GIVEN INSTRUCTION
Transcribe the data below verbatim, reproducing every line in its original order without alteration.
** Start **
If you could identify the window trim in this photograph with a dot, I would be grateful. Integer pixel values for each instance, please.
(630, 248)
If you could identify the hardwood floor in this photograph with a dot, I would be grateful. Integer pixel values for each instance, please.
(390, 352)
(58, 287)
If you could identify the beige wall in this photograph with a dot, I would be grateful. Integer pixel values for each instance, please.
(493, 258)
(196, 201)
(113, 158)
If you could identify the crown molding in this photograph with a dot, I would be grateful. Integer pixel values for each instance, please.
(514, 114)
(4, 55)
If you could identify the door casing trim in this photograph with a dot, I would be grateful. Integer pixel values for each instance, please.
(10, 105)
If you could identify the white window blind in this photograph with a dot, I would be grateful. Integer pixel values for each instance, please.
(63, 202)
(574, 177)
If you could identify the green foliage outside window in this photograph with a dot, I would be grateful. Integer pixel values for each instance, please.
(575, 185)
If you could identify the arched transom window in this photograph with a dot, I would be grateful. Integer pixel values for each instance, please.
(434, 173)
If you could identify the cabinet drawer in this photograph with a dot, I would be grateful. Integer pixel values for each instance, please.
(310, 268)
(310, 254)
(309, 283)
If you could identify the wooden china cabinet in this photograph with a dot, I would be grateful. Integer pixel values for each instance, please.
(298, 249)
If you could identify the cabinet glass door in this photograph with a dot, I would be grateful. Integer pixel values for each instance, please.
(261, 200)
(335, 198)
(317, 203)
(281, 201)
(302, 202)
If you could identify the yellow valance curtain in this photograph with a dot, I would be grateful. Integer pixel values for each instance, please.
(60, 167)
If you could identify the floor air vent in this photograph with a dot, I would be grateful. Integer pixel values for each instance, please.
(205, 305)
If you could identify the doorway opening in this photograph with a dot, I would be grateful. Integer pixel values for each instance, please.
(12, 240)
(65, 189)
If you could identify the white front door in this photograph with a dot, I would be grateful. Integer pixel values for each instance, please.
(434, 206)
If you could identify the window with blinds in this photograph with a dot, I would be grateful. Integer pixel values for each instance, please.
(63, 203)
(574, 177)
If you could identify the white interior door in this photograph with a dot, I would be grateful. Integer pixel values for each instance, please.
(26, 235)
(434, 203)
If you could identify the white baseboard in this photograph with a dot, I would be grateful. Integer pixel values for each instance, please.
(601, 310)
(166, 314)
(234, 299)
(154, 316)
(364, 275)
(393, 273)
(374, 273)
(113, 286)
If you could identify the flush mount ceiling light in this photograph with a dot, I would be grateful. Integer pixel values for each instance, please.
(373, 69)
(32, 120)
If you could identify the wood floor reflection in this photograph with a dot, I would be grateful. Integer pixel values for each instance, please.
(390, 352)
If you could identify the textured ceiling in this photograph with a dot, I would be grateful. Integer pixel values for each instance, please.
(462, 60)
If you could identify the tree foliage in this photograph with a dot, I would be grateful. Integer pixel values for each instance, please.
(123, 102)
** End **
TASK SOLUTION
If you could identify the window trim in this photograph with a dot, I would be grateful. Integer pixel values for each instance, please.
(630, 248)
If you could identify the hardwood floor in this photograph with a dot, I would be grateful. Integer pixel values for each instance, please.
(390, 352)
(58, 287)
If you could identify the beige wall in this photograph with a dot, I would be grateful. Integer pixel values for each instance, please.
(493, 258)
(196, 201)
(113, 158)
If you could identify the crown molding in this photograph with a dot, I would be grateful. Integer pixel values for each instance, please.
(514, 114)
(4, 55)
If you could identify the door casing trim in this photograph with a dot, I would be grateful. Integer pixel values for each instance, please.
(10, 105)
If you could identify the white window blind in this photograph with a dot, I would be grateful. Integer pixel values for each instance, please.
(63, 202)
(574, 177)
If you could identify the green foliage outside window in this photograph with a dot, I would be grateful. Integer pixel values for each instance, please.
(575, 185)
If you could identify the arched transom window in this photograph with a dot, I would be grateful. Integer pixel values for each instance, please.
(434, 173)
If you could identify the cabinet drawer in this photograph with a dot, I would be grateful. Integer pixel values for each instance, please.
(310, 268)
(310, 254)
(309, 283)
If you could identify the wooden china cabinet in this photograph with a dot, I would be grateful. Integer pixel values for each instance, please.
(298, 249)
If you could identify the cabinet glass door in this photograph with a dot, I would be grateful. Integer pixel values for each instance, please.
(261, 200)
(335, 198)
(317, 203)
(281, 201)
(302, 202)
If you could identify the yellow valance curtain in this photograph with a dot, I would be grateful. Integer pixel values for each instance, please.
(60, 167)
If you could identify the floor air vent in this photograph with a dot, I would be grateful. Integer pixel values for each instance, please.
(205, 305)
If you could identify the doorway opening in this photograph with a dot, I would be grateful. Integer pixel values for each instance, please.
(12, 240)
(65, 189)
If you could identify the white front door in this photograph with a dot, I would be grateful. Integer pixel values for each instance, please.
(434, 206)
If you could identify the window with blinds in this photograph with a dot, I would be grateful. Integer pixel values for each instance, please.
(63, 203)
(574, 177)
If you could identify the white interior door in this photograph with a dot, I would be grateful. Integer pixel values for each instance, please.
(26, 235)
(434, 203)
If you could identify the white baseboard in this photograph with a dot, I would be grateful. Integer pixel values for each instance, please.
(601, 310)
(166, 314)
(234, 299)
(154, 316)
(364, 275)
(393, 273)
(374, 273)
(113, 286)
If you could identify the flush mount ceiling light in this photograph with a dot, I would be grateful. Integer pixel values for each instance, please.
(373, 69)
(32, 120)
If you could identify the wood floor reflection in this photograph with a dot, I would be grateful. Integer pixel values for each instance, please.
(390, 352)
If you could identify the textured ceiling in this photograph with a dot, I would be grateful. Integer pixel values for each instance, please.
(462, 60)
If you could identify the tree foliage in this photograph with a dot, I would be grateful. Integer pixel values for each instance, please.
(123, 102)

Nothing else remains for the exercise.